> **Directive A**: Write out again the part of the records that opens with the line containing "Please examine it carefully. Your task is to find metal" and closes with the line containing "[983,375,1040,516]", requests included. Shift every bounding box coordinate in the answers by adding -62 to it.
> **Directive B**: Continue the article about the attack on the military parade in Ahvaz from the point where it stops.

> **Article**:
----

Ann Arbor (Informed Comment) – An attack on a military parade in the city of Ahvaz in Iranian Khuzestan has left over 2 dozen dead and dozens wounded.
The attackers wore military uniforms. All four were killed at the scene (one of the downsides of assaulting a military parade is that there are lots of sharpshooters on duty).
The aim was clearly to spread terror among the civilian population. The target was not, as some Western outlets are saying, the Iranian Revolutionary Guards Corps. It was much more general than that and a lot of civilians were hurt.
In the aftermath, Ayatollah Khamenei blamed two regional neighbors backed by the United States for planning the attacks. This reference was a not very subtle hint to Saudi Arabia and the United Arab Emirates that Iran has its eye on them.
The parade was being held to commemorate the beginning of the Iran-Iraq War of 1980-88, when Iraqi dictator Saddam Hussein sent his tanks into Khuzestan Province. That invasion, unprovoked by any military action on Iran’s part, kicked off a war that went on for 8 years. It replayed WW I on a smaller scale, with trench warfare, lines that moved with glacial slowness or not at all, and the use by Saddam Hussein of mustard gas.
Khuzestan was invaded in 1980 and many of the initial, key battles were fought there as Saddam Hussein emulated Hitlerian tactics such as the Bliztkrieg, a lightning fast tank thrust.

----

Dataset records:
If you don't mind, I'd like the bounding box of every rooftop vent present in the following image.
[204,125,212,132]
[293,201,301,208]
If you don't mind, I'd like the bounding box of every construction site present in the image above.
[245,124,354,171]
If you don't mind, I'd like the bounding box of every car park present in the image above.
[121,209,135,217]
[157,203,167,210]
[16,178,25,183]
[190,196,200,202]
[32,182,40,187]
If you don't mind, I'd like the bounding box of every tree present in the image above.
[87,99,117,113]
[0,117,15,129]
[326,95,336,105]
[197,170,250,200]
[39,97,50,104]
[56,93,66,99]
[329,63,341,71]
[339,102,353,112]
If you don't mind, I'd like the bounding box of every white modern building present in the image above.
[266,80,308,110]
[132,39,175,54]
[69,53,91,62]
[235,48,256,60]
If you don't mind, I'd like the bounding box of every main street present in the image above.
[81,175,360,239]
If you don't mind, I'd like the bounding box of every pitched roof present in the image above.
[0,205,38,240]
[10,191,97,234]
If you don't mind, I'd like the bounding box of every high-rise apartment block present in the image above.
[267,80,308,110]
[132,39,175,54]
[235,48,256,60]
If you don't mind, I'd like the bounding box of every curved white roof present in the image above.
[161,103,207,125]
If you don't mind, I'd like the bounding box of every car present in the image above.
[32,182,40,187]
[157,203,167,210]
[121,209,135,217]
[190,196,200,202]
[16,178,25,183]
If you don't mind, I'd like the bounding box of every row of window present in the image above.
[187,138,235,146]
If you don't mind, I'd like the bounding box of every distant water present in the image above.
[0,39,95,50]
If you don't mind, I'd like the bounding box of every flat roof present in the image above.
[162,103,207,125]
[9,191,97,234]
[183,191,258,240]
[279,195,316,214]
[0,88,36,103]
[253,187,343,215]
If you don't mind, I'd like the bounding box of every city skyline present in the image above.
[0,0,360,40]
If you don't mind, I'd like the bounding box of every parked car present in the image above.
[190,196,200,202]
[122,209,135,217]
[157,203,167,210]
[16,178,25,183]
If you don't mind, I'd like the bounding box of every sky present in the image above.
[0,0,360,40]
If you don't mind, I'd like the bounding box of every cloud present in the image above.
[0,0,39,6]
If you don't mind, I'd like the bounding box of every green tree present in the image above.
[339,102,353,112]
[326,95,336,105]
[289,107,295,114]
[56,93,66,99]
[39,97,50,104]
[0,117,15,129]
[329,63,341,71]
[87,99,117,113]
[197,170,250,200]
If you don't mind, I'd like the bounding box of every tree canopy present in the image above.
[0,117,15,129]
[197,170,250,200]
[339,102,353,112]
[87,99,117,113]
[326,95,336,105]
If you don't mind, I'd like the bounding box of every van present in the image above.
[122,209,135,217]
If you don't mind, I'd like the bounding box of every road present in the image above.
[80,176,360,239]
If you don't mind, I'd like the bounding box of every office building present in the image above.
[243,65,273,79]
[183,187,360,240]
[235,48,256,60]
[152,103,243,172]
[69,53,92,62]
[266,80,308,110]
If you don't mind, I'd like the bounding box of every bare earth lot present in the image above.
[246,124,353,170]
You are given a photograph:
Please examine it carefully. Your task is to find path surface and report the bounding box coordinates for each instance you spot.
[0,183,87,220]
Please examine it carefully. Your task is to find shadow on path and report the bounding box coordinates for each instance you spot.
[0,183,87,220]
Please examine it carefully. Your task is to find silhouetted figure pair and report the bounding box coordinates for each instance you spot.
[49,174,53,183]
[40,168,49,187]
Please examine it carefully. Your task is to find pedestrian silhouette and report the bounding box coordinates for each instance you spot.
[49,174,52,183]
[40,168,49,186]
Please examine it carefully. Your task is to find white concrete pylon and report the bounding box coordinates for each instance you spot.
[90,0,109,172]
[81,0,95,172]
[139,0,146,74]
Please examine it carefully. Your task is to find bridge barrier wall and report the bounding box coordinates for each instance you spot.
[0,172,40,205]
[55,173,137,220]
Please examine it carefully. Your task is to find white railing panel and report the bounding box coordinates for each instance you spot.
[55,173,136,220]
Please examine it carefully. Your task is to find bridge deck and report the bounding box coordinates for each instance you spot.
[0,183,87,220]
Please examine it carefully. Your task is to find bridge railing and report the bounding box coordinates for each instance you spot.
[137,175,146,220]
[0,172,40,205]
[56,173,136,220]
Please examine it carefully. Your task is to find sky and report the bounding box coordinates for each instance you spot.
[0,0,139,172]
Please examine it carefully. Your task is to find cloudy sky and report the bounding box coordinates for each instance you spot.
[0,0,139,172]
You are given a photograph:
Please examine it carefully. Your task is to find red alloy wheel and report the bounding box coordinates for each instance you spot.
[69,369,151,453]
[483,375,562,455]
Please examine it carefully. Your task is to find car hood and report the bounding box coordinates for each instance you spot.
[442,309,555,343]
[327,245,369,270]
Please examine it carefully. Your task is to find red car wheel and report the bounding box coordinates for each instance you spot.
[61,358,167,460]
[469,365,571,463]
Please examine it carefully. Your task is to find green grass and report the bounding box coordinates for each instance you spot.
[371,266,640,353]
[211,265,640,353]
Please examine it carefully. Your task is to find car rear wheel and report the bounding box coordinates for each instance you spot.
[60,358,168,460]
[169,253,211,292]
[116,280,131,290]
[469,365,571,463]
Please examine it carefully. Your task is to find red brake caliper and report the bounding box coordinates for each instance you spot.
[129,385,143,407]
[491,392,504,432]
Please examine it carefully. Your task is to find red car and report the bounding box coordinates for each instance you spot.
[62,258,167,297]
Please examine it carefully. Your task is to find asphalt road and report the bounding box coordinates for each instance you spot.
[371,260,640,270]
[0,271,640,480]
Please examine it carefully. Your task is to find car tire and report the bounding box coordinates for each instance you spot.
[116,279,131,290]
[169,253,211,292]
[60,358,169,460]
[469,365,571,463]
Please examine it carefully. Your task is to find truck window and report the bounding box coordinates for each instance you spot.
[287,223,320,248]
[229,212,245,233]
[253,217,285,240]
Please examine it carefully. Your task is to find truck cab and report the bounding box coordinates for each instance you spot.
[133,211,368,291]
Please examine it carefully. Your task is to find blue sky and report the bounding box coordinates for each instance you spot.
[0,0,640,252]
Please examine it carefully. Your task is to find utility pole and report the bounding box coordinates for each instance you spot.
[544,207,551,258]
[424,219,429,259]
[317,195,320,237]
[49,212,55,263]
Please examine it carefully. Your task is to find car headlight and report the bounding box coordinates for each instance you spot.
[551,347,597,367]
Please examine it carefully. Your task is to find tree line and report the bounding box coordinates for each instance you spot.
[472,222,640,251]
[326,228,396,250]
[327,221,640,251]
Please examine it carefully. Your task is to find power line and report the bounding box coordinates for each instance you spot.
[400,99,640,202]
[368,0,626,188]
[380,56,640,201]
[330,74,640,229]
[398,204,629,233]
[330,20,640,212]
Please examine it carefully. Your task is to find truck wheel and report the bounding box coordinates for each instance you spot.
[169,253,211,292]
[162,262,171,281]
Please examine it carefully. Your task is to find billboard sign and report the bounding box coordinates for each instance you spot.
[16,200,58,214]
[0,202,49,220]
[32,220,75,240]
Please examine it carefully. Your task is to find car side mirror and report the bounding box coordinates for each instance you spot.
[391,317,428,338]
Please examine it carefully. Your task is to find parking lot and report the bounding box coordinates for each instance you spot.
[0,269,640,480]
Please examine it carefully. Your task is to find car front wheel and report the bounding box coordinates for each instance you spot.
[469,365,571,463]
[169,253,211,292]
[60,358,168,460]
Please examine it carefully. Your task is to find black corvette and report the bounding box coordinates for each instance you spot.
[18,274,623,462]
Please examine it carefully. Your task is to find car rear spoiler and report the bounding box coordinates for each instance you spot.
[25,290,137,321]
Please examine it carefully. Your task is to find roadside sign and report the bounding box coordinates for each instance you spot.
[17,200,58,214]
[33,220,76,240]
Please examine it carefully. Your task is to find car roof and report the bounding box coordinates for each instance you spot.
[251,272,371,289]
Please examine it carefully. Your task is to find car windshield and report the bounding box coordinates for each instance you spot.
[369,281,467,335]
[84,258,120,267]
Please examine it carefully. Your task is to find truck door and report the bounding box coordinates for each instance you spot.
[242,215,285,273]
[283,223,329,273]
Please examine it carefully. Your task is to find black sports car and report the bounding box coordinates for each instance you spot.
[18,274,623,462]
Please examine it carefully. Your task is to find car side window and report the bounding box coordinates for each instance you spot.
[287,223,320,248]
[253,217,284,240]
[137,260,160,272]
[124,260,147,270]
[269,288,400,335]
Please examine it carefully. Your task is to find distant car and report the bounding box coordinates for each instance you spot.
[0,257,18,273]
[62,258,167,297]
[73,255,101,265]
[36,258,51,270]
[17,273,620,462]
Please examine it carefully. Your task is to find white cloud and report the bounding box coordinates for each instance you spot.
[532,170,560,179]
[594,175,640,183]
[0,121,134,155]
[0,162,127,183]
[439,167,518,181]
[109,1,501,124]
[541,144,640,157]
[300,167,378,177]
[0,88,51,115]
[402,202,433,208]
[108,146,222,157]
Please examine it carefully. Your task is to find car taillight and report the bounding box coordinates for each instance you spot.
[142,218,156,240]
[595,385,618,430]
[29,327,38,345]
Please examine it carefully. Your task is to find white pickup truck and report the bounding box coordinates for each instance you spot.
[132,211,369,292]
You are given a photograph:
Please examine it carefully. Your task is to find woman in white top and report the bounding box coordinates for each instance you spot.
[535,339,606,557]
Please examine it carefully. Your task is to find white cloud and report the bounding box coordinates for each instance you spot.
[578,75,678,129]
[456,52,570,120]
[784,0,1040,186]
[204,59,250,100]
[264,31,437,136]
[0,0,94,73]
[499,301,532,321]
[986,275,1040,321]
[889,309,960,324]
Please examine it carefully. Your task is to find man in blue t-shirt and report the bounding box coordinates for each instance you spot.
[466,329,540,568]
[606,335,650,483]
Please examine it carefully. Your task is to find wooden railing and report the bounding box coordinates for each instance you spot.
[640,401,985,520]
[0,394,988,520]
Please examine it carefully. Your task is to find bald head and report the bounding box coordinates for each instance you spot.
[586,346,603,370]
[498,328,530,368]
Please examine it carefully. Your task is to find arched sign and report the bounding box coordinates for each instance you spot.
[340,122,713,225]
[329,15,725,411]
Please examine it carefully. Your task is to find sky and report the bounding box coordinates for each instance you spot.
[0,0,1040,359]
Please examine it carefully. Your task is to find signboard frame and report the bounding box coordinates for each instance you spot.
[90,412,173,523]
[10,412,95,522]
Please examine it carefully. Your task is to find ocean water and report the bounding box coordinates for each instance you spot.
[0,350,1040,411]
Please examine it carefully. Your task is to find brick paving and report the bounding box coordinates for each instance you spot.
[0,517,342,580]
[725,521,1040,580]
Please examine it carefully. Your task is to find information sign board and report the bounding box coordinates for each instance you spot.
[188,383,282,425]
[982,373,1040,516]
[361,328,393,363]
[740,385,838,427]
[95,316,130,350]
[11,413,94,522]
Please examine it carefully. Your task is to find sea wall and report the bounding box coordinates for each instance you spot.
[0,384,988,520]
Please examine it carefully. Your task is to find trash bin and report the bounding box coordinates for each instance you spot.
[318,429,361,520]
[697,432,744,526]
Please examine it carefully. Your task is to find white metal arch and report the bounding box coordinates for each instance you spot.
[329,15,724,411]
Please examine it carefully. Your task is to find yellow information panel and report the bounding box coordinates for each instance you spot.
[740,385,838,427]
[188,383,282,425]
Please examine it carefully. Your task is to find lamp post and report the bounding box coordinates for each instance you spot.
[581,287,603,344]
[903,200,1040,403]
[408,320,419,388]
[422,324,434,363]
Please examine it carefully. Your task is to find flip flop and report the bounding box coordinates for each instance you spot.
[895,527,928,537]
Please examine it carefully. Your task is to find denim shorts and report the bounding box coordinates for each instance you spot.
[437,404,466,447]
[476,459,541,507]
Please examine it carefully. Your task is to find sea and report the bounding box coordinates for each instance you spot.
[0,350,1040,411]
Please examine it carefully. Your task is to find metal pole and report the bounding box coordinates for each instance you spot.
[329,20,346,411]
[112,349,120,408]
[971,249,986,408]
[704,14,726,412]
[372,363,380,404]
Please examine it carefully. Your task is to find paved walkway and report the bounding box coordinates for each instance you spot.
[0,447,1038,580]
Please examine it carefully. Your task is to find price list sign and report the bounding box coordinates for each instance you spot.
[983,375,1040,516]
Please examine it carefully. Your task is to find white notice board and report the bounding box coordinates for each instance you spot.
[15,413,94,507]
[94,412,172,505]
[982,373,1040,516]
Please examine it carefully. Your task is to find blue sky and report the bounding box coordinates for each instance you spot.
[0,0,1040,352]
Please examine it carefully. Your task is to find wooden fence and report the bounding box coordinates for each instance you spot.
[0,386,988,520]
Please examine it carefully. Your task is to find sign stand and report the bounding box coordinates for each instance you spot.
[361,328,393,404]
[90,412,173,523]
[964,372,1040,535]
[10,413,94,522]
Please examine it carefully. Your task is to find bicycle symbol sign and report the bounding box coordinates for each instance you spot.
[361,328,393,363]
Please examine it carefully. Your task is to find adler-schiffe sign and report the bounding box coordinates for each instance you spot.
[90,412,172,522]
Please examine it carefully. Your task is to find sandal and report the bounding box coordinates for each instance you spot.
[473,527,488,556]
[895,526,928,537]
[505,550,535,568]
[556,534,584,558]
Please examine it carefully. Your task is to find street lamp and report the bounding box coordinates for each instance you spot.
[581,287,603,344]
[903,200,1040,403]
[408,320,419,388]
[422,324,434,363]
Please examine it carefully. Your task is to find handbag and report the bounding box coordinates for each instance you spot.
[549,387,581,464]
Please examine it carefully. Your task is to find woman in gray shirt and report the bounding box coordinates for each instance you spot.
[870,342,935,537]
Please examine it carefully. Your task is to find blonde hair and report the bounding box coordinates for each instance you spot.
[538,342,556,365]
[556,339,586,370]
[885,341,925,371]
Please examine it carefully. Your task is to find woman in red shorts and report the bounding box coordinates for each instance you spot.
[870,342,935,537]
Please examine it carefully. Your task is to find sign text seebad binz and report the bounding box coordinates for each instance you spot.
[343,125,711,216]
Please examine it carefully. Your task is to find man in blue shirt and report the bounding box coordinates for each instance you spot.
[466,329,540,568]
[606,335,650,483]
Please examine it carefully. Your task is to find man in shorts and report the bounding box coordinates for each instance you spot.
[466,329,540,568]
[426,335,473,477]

----

> **Exercise answer A**:
Please examine it carefully. Your task is to find metal pole and report the bounding box coordinates for each instance you spot.
[267,-42,284,349]
[50,287,58,346]
[909,187,924,346]
[642,-48,664,350]
[310,301,318,342]
Please examine it carefully. Your task is to find paved walkway and report the bounding box coordinates for each instance you spot.
[-62,385,976,518]
Please examine it carefully. Your task is to find price list sign and report the bounding box coordinates for each instance you spot.
[921,313,978,454]

> **Exercise answer B**:
Saddam had two big reasons for invading neighboring Khuzestan. First, it has a huge lake of petroleum underneath it and the Iraqi invasion was carried out in part in hopes of annexing all that oil.
Second, The mixed population of Khuzestan, drawn especially to the city of Abadan by its refineries and oil-related labor demand, included a big local Arabic speaking community. There are about 5 million residents of Khuzestan (Iran’s total population is 80 million, similar to Germany’s). About 1.5 million of these 5 million are Arabic-speakers. In turn, they are fifty-fifty Shiite and Sunni Muslim. This statistic is very important, since it means only about 750,000 of the Khuzestan population is Sunni Arab. Those are the ones among whom a small separatist movement has grown up. It was to recover these Sunni Arabs for the Arab nation that Saddam’s Iraq said it fought a war in Khuzestan. In fact, it was mainly about money.
And there is a small Arab independence movement in Khuzestan, though in the nature of the case I don’t think it can amount to much.
Although ISIL and another group claimed they carried out the attack, Iran is looking at Arab separatist networks in Khuzestan (though convinced that these have regional Arab backing).
The really dangerous thing is that Iran believes Trump had a hand in this terrorist attack, which shocked the Iranian nation.
That doesn’t bode well for the future, since you have these wild men on the American side like John Bolton and Mike Pompeo making policy.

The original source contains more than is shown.